** Objective **
Can you reproduce the data below with every "supply" replaced by "give" and nothing else changed?
[Begin Input for this task]
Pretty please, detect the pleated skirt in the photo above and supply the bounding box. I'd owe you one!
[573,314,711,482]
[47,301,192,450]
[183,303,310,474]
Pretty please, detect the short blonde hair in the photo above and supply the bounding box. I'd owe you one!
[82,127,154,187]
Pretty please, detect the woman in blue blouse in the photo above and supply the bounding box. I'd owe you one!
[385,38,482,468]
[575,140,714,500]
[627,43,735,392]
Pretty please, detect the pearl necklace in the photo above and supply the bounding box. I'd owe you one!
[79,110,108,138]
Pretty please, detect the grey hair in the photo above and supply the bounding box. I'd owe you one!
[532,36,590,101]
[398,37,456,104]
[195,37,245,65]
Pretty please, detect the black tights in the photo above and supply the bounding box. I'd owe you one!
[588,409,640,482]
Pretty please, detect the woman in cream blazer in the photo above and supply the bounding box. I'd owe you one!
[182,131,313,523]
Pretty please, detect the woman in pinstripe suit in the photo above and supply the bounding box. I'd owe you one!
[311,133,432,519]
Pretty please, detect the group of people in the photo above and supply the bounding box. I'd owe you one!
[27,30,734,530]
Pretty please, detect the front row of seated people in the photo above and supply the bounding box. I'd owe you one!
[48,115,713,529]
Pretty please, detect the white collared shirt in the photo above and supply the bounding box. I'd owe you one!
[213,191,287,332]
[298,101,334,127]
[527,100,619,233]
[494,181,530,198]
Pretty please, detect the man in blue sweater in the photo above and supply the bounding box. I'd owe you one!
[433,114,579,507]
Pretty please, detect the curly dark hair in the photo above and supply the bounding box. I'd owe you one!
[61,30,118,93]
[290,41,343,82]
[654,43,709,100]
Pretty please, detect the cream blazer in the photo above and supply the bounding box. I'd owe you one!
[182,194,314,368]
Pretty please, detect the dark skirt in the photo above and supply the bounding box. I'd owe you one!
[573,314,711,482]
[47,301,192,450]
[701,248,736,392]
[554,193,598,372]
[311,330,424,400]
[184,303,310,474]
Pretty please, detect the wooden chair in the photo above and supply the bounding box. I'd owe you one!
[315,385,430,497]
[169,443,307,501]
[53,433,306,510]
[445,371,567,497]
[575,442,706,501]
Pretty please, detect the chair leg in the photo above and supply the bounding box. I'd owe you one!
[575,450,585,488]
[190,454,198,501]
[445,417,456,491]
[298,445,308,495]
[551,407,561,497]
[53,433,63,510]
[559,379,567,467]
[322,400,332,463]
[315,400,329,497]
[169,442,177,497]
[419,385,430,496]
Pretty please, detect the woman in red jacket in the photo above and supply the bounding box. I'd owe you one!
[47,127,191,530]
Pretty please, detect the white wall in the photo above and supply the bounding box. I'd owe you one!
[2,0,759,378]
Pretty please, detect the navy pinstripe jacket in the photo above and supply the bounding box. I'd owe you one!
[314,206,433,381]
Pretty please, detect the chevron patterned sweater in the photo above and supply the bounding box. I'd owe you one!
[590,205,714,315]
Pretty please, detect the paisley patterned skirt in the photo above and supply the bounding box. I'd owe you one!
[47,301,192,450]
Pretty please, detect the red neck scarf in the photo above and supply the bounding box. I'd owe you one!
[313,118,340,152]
[End Input for this task]
** Exercise response **
Pretty please, detect the pleated skirt in the photo above and give the bounding box. I'd owe you one!
[573,314,711,482]
[47,301,192,450]
[183,303,310,474]
Pretty please, detect the short blonde hair in the photo above and give the bounding box. I'd owe you one!
[82,127,154,187]
Pretty please, detect the woman in blue blouse in the photo above and give the bounding box. I'd owe you one!
[385,38,482,468]
[575,140,714,500]
[627,43,735,392]
Pretty please, detect the pearl necklace in the photo above and give the bounding box. I'd owe you one!
[79,110,108,138]
Pretty please, detect the grey hair in the photo above and give the bounding box. I'd owe you one!
[532,36,590,101]
[398,37,456,104]
[195,37,245,65]
Pretty please, detect the black tights in the photo above and give the bounding box. I'd owe you one!
[588,409,640,482]
Pretty please, detect the woman in cream blazer in the photo above and give the bounding box. I'd owe you one!
[182,131,313,523]
Pretty please, detect the woman in pinstripe suit in the photo above and give the bounding box. I'd owe you one!
[311,133,432,519]
Pretty please, detect the group of people in the photo above and give the bounding box. I'd owe you one!
[27,30,734,530]
Pretty please, detect the front row of seated people in the photo above and give the bounding box. I'd owe you one!
[48,115,713,529]
Pretty please, detect the white collared shirt in the photo above and give the bounding box. I'd owe you one!
[213,191,287,332]
[298,101,334,127]
[527,100,619,233]
[494,181,530,198]
Pretty please, detect the man in blue sweater in the photo above and give the bounding box. I'd owe you one!
[433,114,579,507]
Pretty please, detect the curly dark hair in the photo above and give the bounding box. I'd owe you one!
[61,30,118,93]
[290,41,343,82]
[654,43,709,100]
Pretty please, detect the cream blazer in the photo above and give the bounding box. I'd owe you one!
[182,194,314,368]
Pretty please, detect the dark skirt in the photo above and give the bounding box. I'd owe you one!
[573,314,711,482]
[47,301,192,450]
[701,248,736,392]
[554,193,598,372]
[311,330,424,400]
[184,303,310,474]
Pretty please, detect the wooden chair in the photo above and give the bounding box. I'd owe you one!
[315,385,430,497]
[169,443,307,501]
[53,433,306,510]
[445,371,567,497]
[575,442,706,501]
Pretty please, detect the chair leg in the photo above and give the bounding box. I'd owe you one!
[575,450,585,488]
[190,454,198,501]
[445,417,456,491]
[298,445,308,495]
[551,407,561,497]
[53,433,63,510]
[559,379,567,467]
[322,400,332,463]
[315,400,329,497]
[169,442,177,497]
[419,385,430,496]
Pretty please, detect the woman in red jacket in the photo above and give the bounding box. I'd owe you one!
[47,127,191,530]
Pretty please, detect the white wall in the photo above and give the bounding box. I'd owe you one!
[2,0,759,378]
Pretty please, detect the navy pinstripe jacket in the photo above and give the bounding box. I'd owe you one!
[314,206,433,381]
Pretty please, detect the chevron patterned sweater in the photo above and give the bounding box. I'd owe you one!
[590,205,714,315]
Pretty please, detect the paisley patterned skirt in the photo above and give the bounding box. I'd owe you one!
[47,301,192,450]
Pretty please, detect the red neck scarf in the photo above and give the bounding box. I'd owe you one!
[313,118,340,152]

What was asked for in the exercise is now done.